* _Problem to solve_
Each entry needs to be reproduced exactly, with none left out.

* _Supplied data_
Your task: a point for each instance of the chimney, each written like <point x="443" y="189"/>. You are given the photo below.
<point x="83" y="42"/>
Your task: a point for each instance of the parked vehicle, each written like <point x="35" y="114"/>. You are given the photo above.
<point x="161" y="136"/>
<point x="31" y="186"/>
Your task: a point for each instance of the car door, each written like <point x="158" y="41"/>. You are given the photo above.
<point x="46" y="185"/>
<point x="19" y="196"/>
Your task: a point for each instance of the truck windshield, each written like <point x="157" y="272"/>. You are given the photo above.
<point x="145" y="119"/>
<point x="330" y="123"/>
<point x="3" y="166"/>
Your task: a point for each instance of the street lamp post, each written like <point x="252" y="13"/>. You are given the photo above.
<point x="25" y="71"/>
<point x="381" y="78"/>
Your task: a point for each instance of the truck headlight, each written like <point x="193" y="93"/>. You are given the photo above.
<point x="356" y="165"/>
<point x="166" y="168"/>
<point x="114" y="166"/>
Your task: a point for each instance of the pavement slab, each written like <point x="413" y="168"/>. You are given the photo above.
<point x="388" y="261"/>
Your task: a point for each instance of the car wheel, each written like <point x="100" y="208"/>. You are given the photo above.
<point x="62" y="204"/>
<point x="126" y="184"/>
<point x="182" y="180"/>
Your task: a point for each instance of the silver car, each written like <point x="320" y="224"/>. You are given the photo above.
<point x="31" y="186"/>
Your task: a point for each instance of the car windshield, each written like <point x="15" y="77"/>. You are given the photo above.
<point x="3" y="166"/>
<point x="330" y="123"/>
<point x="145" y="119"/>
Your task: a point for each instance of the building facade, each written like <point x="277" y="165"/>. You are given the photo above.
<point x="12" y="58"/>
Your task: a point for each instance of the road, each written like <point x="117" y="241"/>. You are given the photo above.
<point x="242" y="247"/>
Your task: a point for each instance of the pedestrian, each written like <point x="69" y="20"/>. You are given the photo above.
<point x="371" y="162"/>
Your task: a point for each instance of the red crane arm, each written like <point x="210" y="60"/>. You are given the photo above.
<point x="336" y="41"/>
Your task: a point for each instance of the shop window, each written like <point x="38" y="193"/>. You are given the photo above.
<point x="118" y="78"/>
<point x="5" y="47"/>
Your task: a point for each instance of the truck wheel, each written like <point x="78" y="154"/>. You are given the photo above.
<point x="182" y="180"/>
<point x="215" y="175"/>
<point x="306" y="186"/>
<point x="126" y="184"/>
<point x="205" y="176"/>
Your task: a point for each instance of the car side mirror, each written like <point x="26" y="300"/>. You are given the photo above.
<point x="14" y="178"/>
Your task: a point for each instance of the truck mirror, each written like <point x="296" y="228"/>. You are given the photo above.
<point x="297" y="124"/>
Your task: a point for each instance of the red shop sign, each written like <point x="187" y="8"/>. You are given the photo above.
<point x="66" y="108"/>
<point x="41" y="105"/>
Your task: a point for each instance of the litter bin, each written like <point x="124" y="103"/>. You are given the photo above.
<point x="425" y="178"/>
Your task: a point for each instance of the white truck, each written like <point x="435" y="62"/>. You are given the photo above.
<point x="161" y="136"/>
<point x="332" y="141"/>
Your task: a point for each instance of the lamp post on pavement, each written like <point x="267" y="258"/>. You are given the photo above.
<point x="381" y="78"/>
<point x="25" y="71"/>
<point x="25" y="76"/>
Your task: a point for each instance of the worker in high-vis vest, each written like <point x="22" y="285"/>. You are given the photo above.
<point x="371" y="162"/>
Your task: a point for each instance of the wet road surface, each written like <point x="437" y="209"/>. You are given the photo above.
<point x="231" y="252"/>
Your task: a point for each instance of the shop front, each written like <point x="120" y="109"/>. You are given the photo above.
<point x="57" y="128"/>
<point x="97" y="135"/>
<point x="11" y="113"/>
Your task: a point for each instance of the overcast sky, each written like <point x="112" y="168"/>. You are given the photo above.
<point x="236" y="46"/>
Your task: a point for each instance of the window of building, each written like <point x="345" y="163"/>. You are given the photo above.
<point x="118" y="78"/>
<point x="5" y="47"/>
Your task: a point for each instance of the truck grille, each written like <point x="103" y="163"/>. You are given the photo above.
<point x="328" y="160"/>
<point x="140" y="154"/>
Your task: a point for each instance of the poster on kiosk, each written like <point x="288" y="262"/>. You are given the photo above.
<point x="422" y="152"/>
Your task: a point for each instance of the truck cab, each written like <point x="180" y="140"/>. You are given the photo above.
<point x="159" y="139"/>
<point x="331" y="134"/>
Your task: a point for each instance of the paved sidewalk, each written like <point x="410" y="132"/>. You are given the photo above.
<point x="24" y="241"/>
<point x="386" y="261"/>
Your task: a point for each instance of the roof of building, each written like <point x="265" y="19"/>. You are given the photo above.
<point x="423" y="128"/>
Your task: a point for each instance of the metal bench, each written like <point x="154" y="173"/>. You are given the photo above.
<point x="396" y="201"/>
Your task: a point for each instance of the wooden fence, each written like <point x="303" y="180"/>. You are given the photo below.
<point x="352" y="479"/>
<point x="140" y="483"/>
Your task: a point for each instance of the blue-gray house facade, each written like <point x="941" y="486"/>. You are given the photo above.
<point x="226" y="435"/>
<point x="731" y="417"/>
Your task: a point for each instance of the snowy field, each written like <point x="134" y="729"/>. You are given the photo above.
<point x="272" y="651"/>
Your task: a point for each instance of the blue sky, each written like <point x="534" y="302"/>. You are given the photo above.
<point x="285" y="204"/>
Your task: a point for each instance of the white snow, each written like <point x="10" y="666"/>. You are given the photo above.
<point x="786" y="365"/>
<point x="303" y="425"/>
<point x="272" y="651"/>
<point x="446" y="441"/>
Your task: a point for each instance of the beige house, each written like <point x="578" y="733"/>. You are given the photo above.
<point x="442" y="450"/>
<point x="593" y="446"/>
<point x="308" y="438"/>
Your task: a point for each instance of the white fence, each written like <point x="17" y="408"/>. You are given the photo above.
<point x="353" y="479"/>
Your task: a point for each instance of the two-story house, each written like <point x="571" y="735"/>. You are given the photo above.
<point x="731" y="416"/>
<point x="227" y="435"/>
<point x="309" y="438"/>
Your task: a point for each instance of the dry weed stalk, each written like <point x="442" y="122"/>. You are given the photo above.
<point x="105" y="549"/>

* _Output for this exercise_
Your task: a point for each instance of the chimney, each written like <point x="443" y="189"/>. You are given the photo below.
<point x="83" y="42"/>
Your task: a point for each instance of the parked vehicle, each written like <point x="35" y="114"/>. You are given the photo above.
<point x="161" y="136"/>
<point x="31" y="186"/>
Your task: a point for each instance of the car door, each written like <point x="158" y="41"/>. You are given the photo above.
<point x="46" y="185"/>
<point x="19" y="196"/>
Your task: a point for each instance of the truck windshield, each written like <point x="157" y="272"/>. You are given the photo above.
<point x="145" y="119"/>
<point x="330" y="123"/>
<point x="3" y="166"/>
Your task: a point for each instance of the street lamp post, each written like <point x="252" y="13"/>. You are given the photo above.
<point x="25" y="71"/>
<point x="381" y="78"/>
Your task: a point for each instance of the truck headlight, each written like <point x="193" y="93"/>. You are given the photo above.
<point x="356" y="165"/>
<point x="166" y="168"/>
<point x="114" y="166"/>
Your task: a point for each instance of the pavement slab, each written like <point x="413" y="168"/>. You are given the photo above.
<point x="388" y="261"/>
Your task: a point for each instance of the car wheel, each written like <point x="100" y="208"/>. You are given the photo above.
<point x="62" y="204"/>
<point x="126" y="184"/>
<point x="182" y="180"/>
Your task: a point for each instance of the silver car, each written like <point x="320" y="224"/>. You are given the photo above.
<point x="31" y="186"/>
Your task: a point for each instance of the car windshield, each written like <point x="15" y="77"/>. You are given the photo above.
<point x="3" y="166"/>
<point x="330" y="123"/>
<point x="145" y="119"/>
Your task: a point for each instance of the building facade, each written like <point x="277" y="165"/>. You are given the photo above.
<point x="12" y="58"/>
Your task: a point for each instance of the road, each written like <point x="117" y="241"/>. You are given the photo above.
<point x="242" y="247"/>
Your task: a point for each instance of the pedestrian, each written like <point x="69" y="20"/>. You are given the photo above.
<point x="371" y="162"/>
Your task: a point for each instance of the red crane arm, each written like <point x="210" y="60"/>. You are given the photo above.
<point x="336" y="41"/>
Your task: a point for each instance of the shop window, each written like <point x="38" y="193"/>. You are given the photo above.
<point x="118" y="78"/>
<point x="5" y="47"/>
Your task: a point for each instance of the truck wheel, each written like <point x="78" y="154"/>. You are given the photo above.
<point x="182" y="180"/>
<point x="215" y="175"/>
<point x="306" y="186"/>
<point x="126" y="184"/>
<point x="205" y="176"/>
Your task: a point for each instance of the car side mirror, each written like <point x="26" y="300"/>. You are given the photo above.
<point x="14" y="178"/>
Your task: a point for each instance of the truck mirror, each written like <point x="296" y="228"/>. You are given the photo above.
<point x="297" y="124"/>
Your task: a point for each instance of the red shop sign, each written like <point x="187" y="8"/>. You are given the photo above.
<point x="66" y="108"/>
<point x="41" y="105"/>
Your task: a point for each instance of the litter bin, each written like <point x="124" y="103"/>. You are given the photo above.
<point x="425" y="178"/>
Your task: a point for each instance of the white truck, each written like <point x="435" y="62"/>. You are given the photo above.
<point x="161" y="136"/>
<point x="332" y="141"/>
Your task: a point for each instance of the lamp post on pavement, each written like <point x="267" y="258"/>. You are given the photo above.
<point x="381" y="78"/>
<point x="25" y="71"/>
<point x="25" y="76"/>
Your task: a point for each instance of the worker in high-vis vest, each written like <point x="22" y="285"/>. You are given the photo above.
<point x="371" y="162"/>
Your task: a point for each instance of the wet road surface, each written like <point x="437" y="209"/>. You are given the photo above.
<point x="231" y="252"/>
Your task: a point for each instance of the shop front, each written like <point x="120" y="109"/>. You are given the photo above.
<point x="57" y="128"/>
<point x="97" y="135"/>
<point x="11" y="113"/>
Your task: a point for each instance of the overcast sky, each written like <point x="112" y="168"/>. You are given the photo above.
<point x="236" y="46"/>
Your task: a point for each instance of the window of building, each written like <point x="345" y="163"/>. You are given the photo above.
<point x="118" y="78"/>
<point x="5" y="47"/>
Your task: a point for each instance of the truck grille, each written like <point x="103" y="163"/>. You are given the photo above.
<point x="328" y="160"/>
<point x="140" y="154"/>
Your task: a point for each instance of the poster on kiosk, each written like <point x="288" y="262"/>. You are given the photo above.
<point x="422" y="152"/>
Your task: a point for each instance of the truck cab, each written like <point x="180" y="140"/>. You are given the photo above.
<point x="159" y="139"/>
<point x="331" y="134"/>
Your task: a point for each instance of the paved sidewalk, each written like <point x="410" y="132"/>. You are given the photo above.
<point x="24" y="241"/>
<point x="386" y="261"/>
Your task: a point for each instance of the roof of building, each written like <point x="265" y="19"/>. You are given the photo above.
<point x="423" y="128"/>
Your task: a point for each instance of the metal bench, each written like <point x="154" y="173"/>. You are given the photo above.
<point x="396" y="201"/>
Your task: a point for each instance of the wooden fence, each written like <point x="303" y="180"/>. You are given the photo below.
<point x="352" y="479"/>
<point x="140" y="483"/>
Your task: a point for each instance of the blue-gray house facade, each written like <point x="941" y="486"/>. You are given the photo above.
<point x="226" y="435"/>
<point x="731" y="417"/>
Your task: a point for each instance of the snowy field, each written like <point x="134" y="729"/>. You are given the photo above.
<point x="272" y="651"/>
Your task: a point for each instance of the blue sky, each written like <point x="534" y="302"/>. You are given the photo above.
<point x="285" y="204"/>
Your task: a point for each instance of the white snow, each written like <point x="10" y="666"/>. You are given the photo above.
<point x="786" y="365"/>
<point x="303" y="425"/>
<point x="272" y="651"/>
<point x="446" y="441"/>
Your task: a point for each instance of the beige house, each written like <point x="578" y="733"/>. You are given the photo above.
<point x="442" y="450"/>
<point x="593" y="446"/>
<point x="308" y="438"/>
Your task: a point for each instance of the white fence, each written like <point x="17" y="408"/>. You are given the photo above.
<point x="353" y="479"/>
Your task: a point for each instance of the two-story house, each written like <point x="571" y="735"/>. You are given the photo above.
<point x="731" y="416"/>
<point x="227" y="435"/>
<point x="309" y="438"/>
Your task: a point for each instance of the dry weed stalk, each written like <point x="442" y="122"/>. You are given the photo above.
<point x="105" y="549"/>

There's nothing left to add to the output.